[GIVEN DATA]

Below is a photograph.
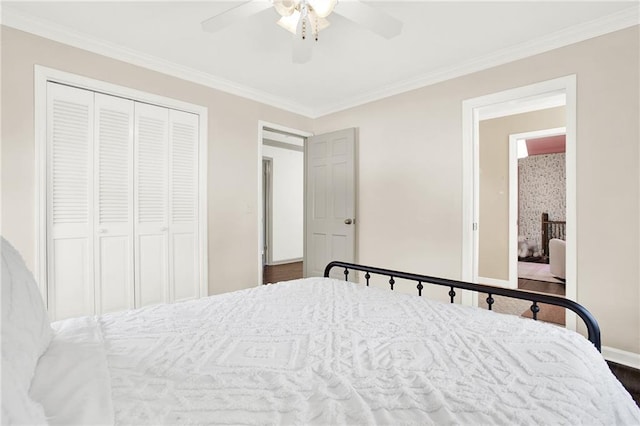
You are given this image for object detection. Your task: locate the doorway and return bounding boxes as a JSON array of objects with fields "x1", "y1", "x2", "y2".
[
  {"x1": 462, "y1": 75, "x2": 577, "y2": 330},
  {"x1": 257, "y1": 123, "x2": 358, "y2": 285},
  {"x1": 511, "y1": 128, "x2": 567, "y2": 290},
  {"x1": 260, "y1": 125, "x2": 308, "y2": 284}
]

[/GIVEN DATA]

* _WHAT TO DO_
Set the lines down exactly as they stand, beginning at the one that contains "You are given" and stopping after the last line of the entries above.

* _REPLY TO THE EXERCISE_
You are given this image for object detection. Your task: locate the doorway and return bounding boxes as a JSON array of objects with fields "x1", "y1", "x2", "y2".
[
  {"x1": 462, "y1": 75, "x2": 577, "y2": 330},
  {"x1": 257, "y1": 123, "x2": 358, "y2": 285},
  {"x1": 511, "y1": 128, "x2": 567, "y2": 290},
  {"x1": 260, "y1": 125, "x2": 308, "y2": 284}
]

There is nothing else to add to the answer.